● PAGE EXCERPT
────────────────
Eyelid Retraction

Written by: Katie Murphy │Last reviewed: October 2021 | Last updated: February 2022

Because thyroid eye disease (TED) targets the tissues behind and around your eyes, symptoms of TED directly relate to your eyes. Eyelid retraction (malpositioned eyelids) is a complication of TED that can interfere with your appearance, comfort, and, in some cases, vision.1

Understanding the normal function of your eyelids, how TED can affect them, and treatment options can better equip you for navigating this common complication.
────────────────
● GIVEN ENTRIES

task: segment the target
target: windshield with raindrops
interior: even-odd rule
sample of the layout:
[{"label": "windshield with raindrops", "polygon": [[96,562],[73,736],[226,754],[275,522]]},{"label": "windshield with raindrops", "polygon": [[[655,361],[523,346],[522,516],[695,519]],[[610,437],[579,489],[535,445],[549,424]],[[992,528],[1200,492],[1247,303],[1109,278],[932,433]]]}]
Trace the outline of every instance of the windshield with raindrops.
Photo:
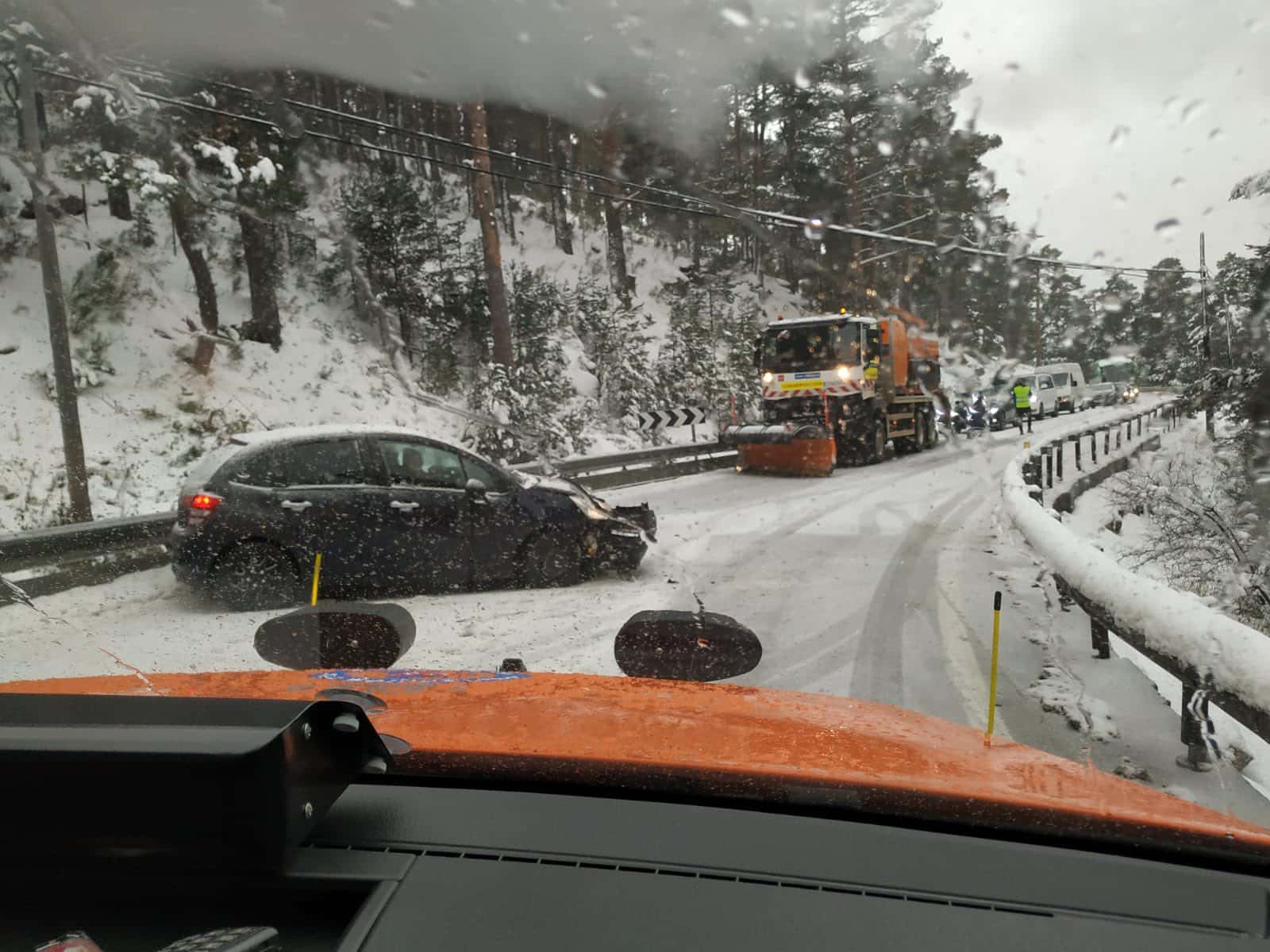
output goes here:
[{"label": "windshield with raindrops", "polygon": [[[1267,42],[0,0],[0,688],[673,658],[1270,826]],[[367,602],[410,642],[257,636]]]}]

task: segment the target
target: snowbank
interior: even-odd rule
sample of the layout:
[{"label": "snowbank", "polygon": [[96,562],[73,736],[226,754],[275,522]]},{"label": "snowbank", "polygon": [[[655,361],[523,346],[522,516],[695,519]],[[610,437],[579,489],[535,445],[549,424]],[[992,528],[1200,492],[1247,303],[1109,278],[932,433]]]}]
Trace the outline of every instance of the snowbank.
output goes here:
[{"label": "snowbank", "polygon": [[1176,592],[1120,566],[1080,538],[1027,495],[1020,456],[1006,467],[1001,495],[1011,520],[1049,567],[1086,598],[1105,605],[1149,647],[1186,661],[1224,691],[1270,711],[1270,640]]}]

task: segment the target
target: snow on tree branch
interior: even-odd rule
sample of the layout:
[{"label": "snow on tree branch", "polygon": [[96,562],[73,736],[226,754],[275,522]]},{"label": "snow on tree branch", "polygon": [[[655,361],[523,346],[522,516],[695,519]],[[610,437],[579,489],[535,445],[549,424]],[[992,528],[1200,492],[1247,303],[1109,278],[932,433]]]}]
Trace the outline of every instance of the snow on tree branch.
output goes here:
[{"label": "snow on tree branch", "polygon": [[1257,195],[1270,195],[1270,169],[1241,179],[1231,189],[1231,201],[1236,198],[1256,198]]}]

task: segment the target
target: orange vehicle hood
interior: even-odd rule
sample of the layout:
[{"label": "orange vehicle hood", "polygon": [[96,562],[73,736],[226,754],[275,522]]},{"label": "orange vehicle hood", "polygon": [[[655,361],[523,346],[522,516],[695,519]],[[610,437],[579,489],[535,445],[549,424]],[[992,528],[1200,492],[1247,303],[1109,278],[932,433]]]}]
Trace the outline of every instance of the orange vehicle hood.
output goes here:
[{"label": "orange vehicle hood", "polygon": [[413,669],[61,678],[4,693],[318,698],[358,691],[392,772],[846,809],[1270,859],[1270,831],[889,704],[734,684]]}]

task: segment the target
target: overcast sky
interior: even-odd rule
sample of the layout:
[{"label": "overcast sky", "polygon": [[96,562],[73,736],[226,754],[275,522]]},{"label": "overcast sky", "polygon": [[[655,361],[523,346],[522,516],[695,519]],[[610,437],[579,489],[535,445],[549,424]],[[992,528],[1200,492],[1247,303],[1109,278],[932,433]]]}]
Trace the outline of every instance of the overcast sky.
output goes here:
[{"label": "overcast sky", "polygon": [[1020,226],[1135,265],[1195,267],[1200,231],[1210,267],[1270,240],[1270,201],[1228,201],[1270,168],[1267,0],[942,0],[931,25],[974,79],[961,109],[1003,138],[988,164]]},{"label": "overcast sky", "polygon": [[[792,72],[831,42],[808,0],[27,1],[71,37],[196,63],[281,56],[578,121],[622,94],[690,147],[739,63]],[[1066,255],[1195,267],[1200,230],[1210,264],[1270,240],[1270,199],[1227,198],[1270,168],[1270,0],[942,0],[931,27],[974,77],[963,112],[1005,140],[988,162],[1010,216]]]}]

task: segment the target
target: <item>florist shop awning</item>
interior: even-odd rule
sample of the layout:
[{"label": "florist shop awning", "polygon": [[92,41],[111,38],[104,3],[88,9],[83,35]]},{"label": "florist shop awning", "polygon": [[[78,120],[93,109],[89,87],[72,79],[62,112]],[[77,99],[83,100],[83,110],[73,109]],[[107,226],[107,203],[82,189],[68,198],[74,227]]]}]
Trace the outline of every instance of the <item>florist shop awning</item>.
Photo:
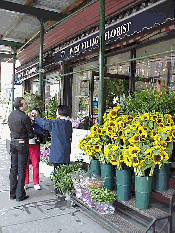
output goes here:
[{"label": "florist shop awning", "polygon": [[[136,7],[127,11],[127,16],[124,18],[121,18],[122,16],[119,15],[117,22],[105,27],[105,44],[114,41],[119,43],[125,36],[161,25],[167,20],[173,20],[174,4],[175,0],[161,0],[152,4],[148,1],[147,4],[145,3],[146,7],[141,7],[139,10]],[[56,54],[57,62],[67,60],[99,46],[99,31],[91,33],[86,37],[83,37],[82,33],[82,35],[79,35],[79,38],[81,39],[74,43],[67,43],[68,45],[65,47],[58,46],[55,48],[54,53]]]}]

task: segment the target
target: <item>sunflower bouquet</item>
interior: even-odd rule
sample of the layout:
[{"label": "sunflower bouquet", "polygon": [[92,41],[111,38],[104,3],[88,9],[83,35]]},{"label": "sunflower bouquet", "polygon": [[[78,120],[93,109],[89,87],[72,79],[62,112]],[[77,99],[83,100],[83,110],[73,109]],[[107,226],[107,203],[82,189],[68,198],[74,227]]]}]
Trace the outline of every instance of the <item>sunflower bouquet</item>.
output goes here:
[{"label": "sunflower bouquet", "polygon": [[102,137],[103,127],[101,125],[94,125],[91,127],[91,134],[80,140],[78,148],[89,155],[90,159],[99,159],[100,154],[104,150]]},{"label": "sunflower bouquet", "polygon": [[137,115],[126,123],[122,137],[122,158],[136,175],[152,176],[157,164],[161,168],[170,163],[175,138],[171,115],[159,112]]},{"label": "sunflower bouquet", "polygon": [[169,114],[145,113],[118,116],[120,107],[104,115],[103,131],[109,137],[104,144],[106,160],[118,170],[133,167],[136,175],[152,176],[156,164],[159,168],[170,162],[175,138],[175,126]]}]

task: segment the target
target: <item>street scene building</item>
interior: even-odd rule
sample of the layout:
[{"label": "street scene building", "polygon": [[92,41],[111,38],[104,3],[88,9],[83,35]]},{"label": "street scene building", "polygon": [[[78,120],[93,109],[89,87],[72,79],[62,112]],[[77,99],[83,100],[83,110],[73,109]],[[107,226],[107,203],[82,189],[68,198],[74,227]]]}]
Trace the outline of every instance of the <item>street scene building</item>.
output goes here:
────────────────
● EXERCISES TO COMPLETE
**a)** According to the eyelid retraction page, what can eyelid retraction interfere with?
**b)** Rewrite the paragraph of the eyelid retraction page that begins "Because thyroid eye disease (TED) targets" as a short bulleted list that keeps its main facts.

● SOLUTIONS
**a)** It can interfere with appearance, comfort, and, in some cases, vision.

**b)**
- Thyroid eye disease (TED) targets the tissues behind and around the eyes, so its symptoms relate directly to the eyes.
- Eyelid retraction, meaning malpositioned eyelids, is a complication of TED.
- It can interfere with appearance, comfort, and sometimes vision.